■ Passage extrait:
"""

Le Général Navelet - La base école de DAX porte son nom.
 


Le Général Navelet est né le 4 août 1911, il y a 91 ans, dans le département de la Haute-Vienne. Son père, ingénieur diplômé de l'école Centrale, officier de réserve, est tué au cours d'une reconnaissance devant Verdun en 1916.

Le jeune Jacques Navelet n'a que cinq ans et la vie s'ouvre, pour lui et ses deux frères, sur des perspectives sévères. Ils sont pupilles de la Nation et seront adoptés plus tard par une grande tante Noualhier. Le jugement d'adoption précise que les trois frères s'appelleront Navelet-Noualhier. Le point d'attache de la famille est à Berneuil, en Haute-Vienne, mais les études, les évènements familiaux et les difficultés de l'époque amènent Jacques Navelet dans la région parisienne pour une scolarité couronnée par une entrée brillante à l'école Polytechnique. Il est reçu 13ème de sa promotion en 1931.
 
La généalogie apporte-t-elle un signe du destin pour sa carrière ? Sa grand mère, Céline Noualhier, est arrière petite fille, dans l'ascendance paternelle, du Maréchal Jourdan, commandant en Chef de plusieurs armées et vainqueur des Autrichiens à Fleurus en 1794. C'est, curieusement, la première bataille de l'histoire où l'observation aérienne en ballon joue un rôle prédominant. Effectivement, la vie et la carrière du jeune polytechnicien ne s'attardera pas dans le calme des études supérieures.
 
Lt d'Artillerie, volontaire pour suivre le cours des Observateurs Navigateurs en avion au sein de l'Armée de l'Air, il est victime, après avoir été breveté, d'un grave accident aérien qui l'écarte près de trois mois du service actif.

"""

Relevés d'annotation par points

"""

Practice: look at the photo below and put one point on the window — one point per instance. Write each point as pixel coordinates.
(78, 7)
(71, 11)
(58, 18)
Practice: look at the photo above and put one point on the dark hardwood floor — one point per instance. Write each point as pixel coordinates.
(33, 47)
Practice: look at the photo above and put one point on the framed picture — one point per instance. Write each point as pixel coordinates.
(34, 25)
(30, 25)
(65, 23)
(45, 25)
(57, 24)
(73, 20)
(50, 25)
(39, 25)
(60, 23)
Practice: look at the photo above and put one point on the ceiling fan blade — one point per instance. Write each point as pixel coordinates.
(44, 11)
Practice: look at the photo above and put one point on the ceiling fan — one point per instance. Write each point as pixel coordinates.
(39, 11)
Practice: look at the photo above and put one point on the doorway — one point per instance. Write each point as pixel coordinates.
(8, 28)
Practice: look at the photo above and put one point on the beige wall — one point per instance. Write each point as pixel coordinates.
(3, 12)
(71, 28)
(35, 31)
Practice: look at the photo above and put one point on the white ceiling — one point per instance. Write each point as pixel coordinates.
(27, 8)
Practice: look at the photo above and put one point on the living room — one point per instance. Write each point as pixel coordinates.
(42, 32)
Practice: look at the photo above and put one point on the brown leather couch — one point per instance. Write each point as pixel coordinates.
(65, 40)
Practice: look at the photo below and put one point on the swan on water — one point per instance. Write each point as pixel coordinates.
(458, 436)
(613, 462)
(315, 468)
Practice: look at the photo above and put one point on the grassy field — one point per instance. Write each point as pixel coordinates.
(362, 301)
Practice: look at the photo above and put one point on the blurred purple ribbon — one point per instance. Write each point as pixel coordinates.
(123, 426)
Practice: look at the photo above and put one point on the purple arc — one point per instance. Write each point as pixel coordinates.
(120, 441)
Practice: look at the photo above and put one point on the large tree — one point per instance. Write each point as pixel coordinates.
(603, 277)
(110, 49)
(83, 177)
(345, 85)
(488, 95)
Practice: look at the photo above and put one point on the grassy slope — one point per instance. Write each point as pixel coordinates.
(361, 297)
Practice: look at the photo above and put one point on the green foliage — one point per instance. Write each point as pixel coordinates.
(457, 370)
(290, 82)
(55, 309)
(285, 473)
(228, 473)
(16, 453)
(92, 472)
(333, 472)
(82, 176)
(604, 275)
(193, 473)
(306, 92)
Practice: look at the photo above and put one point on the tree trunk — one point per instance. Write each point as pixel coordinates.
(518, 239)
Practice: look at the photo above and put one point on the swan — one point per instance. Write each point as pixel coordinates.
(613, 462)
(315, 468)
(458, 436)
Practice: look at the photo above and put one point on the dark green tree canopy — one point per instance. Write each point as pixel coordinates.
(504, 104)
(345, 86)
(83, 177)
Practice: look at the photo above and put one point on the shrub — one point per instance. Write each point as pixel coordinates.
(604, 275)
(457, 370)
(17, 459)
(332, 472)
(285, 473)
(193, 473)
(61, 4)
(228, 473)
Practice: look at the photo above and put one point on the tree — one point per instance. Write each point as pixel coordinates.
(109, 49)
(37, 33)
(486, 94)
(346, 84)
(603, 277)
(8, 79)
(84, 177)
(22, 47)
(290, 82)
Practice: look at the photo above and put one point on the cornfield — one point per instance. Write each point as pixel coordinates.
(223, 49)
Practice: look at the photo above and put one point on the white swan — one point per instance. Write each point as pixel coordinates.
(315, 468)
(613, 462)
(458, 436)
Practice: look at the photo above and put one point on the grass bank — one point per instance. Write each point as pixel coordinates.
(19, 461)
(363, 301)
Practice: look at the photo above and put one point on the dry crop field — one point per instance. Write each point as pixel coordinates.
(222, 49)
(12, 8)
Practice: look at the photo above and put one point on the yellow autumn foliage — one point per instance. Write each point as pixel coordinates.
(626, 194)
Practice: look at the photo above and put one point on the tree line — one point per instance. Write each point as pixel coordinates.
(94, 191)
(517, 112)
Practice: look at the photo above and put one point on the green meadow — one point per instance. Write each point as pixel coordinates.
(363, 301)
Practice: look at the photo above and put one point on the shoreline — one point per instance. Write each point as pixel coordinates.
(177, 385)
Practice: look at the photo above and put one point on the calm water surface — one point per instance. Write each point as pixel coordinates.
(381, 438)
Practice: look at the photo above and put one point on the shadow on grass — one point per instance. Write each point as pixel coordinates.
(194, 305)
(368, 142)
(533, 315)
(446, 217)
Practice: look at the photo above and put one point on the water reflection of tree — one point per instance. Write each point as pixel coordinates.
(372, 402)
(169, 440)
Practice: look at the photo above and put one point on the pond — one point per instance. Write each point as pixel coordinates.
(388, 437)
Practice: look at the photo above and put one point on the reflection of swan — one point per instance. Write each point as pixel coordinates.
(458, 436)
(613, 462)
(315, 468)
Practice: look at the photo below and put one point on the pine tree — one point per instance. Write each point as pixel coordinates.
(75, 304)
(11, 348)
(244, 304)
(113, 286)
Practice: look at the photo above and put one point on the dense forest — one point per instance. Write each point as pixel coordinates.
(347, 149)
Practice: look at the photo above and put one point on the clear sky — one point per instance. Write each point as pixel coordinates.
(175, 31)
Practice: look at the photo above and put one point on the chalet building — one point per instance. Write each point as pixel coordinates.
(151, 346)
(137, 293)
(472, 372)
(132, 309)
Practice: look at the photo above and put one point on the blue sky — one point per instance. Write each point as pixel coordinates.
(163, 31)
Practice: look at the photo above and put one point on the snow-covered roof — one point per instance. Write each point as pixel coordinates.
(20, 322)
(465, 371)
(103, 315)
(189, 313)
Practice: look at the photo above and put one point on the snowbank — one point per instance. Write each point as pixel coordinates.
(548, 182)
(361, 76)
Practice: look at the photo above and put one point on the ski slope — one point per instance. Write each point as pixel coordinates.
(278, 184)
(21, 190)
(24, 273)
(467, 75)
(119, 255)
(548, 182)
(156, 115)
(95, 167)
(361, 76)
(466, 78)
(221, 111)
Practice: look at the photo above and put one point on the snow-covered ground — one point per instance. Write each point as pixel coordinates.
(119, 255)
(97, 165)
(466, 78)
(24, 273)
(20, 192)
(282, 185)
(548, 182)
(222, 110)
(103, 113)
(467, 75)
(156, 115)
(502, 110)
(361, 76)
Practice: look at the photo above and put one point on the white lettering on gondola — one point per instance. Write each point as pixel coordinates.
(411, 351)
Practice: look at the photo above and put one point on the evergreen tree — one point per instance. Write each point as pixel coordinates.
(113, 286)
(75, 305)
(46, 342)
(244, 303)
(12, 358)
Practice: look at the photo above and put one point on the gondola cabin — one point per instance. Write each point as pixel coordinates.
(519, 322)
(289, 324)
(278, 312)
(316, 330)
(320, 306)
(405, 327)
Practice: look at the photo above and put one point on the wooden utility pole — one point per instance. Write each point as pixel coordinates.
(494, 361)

"""

■ Consignes de travail:
(1) Dites si chacune des affirmations suivantes concorde avec le passage sur le Général Navelet, en répondant par oui ou par non et en citant mot pour mot les termes du passage qui permettent de trancher.
(a) Le père de Jacques Navelet a été tué devant Verdun en 1916.
(b) Jacques Navelet a été reçu 3ème de sa promotion à l'école Polytechnique.
(c) Les trois frères ont été adoptés par une grande tante Noualhier.
(2) Transcrivez fidèlement la partie du passage sur le Général Navelet qui s'ouvre sur les mots contenant « La généalogie apporte-t-elle » et se clôt sur « du service actif. ».
La liste qui précède n'intervient en rien dans ce travail.

■ Réponses rédigées:
(1)
(a) Oui : « est tué au cours d'une reconnaissance devant Verdun en 1916 »
(b) Non : « Il est reçu 13ème de sa promotion en 1931. »
(c) Oui : « seront adoptés plus tard par une grande tante Noualhier »

(2)
La généalogie apporte-t-elle un signe du destin pour sa carrière ? Sa grand mère, Céline Noualhier, est arrière petite fille, dans l'ascendance paternelle, du Maréchal Jourdan, commandant en Chef de plusieurs armées et vainqueur des Autrichiens à Fleurus en 1794. C'est, curieusement, la première bataille de l'histoire où l'observation aérienne en ballon joue un rôle prédominant. Effectivement, la vie et la carrière du jeune polytechnicien ne s'attardera pas dans le calme des études supérieures.
 
Lt d'Artillerie, volontaire pour suivre le cours des Observateurs Navigateurs en avion au sein de l'Armée de l'Air, il est victime, après avoir été breveté, d'un grave accident aérien qui l'écarte près de trois mois du service actif.